### Task 1
In the passage on regrets, what is the name for an irresistible need to repeat the past rather than get beyond it?

### Article
# # # #

"A helpful way to handle regrets is to place them in a larger space than memory provides. Instead of thinking of regrets as happening in our memory, which has narrowed to receive them, we imagine that they have opened a space for practice. Then memory is not simply happening to us but is a launching pad for awakening.

"Verbally or in our journal, we can say yes to all that has happened to us and to all the choices we made. We can bless and release them without the self-blaming mind-sets of ego. This happens as we settle into equanimity with the reality of what is and what was. Such acceptance of our own reality leads us to take the next step in our lives. Then we know that regret has been integrated.

"We have all heard of learning from our mistakes. For instance, we learn not to touch a hot stove. That is a simple lesson based on the reaction of pain. Yet we may keep going back to painful relationships because we have not yet grasped a way to place an original painful relationship in a context of life learning. Instead, we may seek future relationships that are just as bad for us. When this happens, we are in the grasp of a 'repetition compulsion,' an irresistible need to repeat rather than get beyond our past. How, then, do we learn and change in the area of relationship?

"We address the problem when we recognize how we seek partners who hurt or disappoint us. We process the problem as we grieve for ourselves and realize that our choices hearken back to the past. Within a relationship, resolving includes making a new agreement, breaking out of the dysfunctional pattern. We resolve by letting go of the latest candidate to continue the history of hurt, with no retaliation but with compassion for ourselves and her. We integrate when we insist that others honor our boundaries and not hurt us purposely. This leads to an increase in self-esteem. Now we see how we grow from our mistakes, not just learn from them.

# # # #

### Task input
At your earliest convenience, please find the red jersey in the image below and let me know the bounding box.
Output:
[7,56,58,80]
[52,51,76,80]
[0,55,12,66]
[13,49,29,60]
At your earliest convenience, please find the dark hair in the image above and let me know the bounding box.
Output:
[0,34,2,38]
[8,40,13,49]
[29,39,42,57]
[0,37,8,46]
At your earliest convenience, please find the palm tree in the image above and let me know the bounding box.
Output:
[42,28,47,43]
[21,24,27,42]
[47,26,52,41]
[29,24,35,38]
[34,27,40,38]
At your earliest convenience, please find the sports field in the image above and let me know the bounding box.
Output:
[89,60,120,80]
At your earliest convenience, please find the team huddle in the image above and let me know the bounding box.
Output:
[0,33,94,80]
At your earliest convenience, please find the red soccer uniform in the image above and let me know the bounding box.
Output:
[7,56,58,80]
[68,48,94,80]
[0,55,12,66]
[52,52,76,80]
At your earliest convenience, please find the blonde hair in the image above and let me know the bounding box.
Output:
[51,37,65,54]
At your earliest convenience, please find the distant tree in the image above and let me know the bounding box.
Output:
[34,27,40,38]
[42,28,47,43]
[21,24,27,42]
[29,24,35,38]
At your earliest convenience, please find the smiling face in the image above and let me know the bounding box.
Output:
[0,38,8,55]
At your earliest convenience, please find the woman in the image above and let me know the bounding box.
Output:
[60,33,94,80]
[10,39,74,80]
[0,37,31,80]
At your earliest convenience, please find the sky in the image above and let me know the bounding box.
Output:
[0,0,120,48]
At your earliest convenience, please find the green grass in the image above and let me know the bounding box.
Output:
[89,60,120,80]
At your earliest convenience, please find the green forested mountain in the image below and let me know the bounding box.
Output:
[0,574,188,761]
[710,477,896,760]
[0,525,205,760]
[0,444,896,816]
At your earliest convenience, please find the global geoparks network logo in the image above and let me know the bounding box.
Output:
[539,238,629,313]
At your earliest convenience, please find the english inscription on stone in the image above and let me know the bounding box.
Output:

# # # #

### Task 2
Copy out word for word everything in the entries from the line containing "At your earliest convenience, please find the woman" down to the end of the entries.

### Final answer 1
A "repetition compulsion."

### Final answer 2
At your earliest convenience, please find the woman in the image above and let me know the bounding box.
Output:
[60,33,94,80]
[10,39,74,80]
[0,37,31,80]
At your earliest convenience, please find the sky in the image above and let me know the bounding box.
Output:
[0,0,120,48]
At your earliest convenience, please find the green grass in the image above and let me know the bounding box.
Output:
[89,60,120,80]
At your earliest convenience, please find the green forested mountain in the image below and let me know the bounding box.
Output:
[0,574,188,761]
[710,477,896,760]
[0,525,205,760]
[0,444,896,816]
At your earliest convenience, please find the global geoparks network logo in the image above and let me know the bounding box.
Output:
[539,238,629,313]
At your earliest convenience, please find the english inscription on stone in the image above and let me know the bounding box.
Output:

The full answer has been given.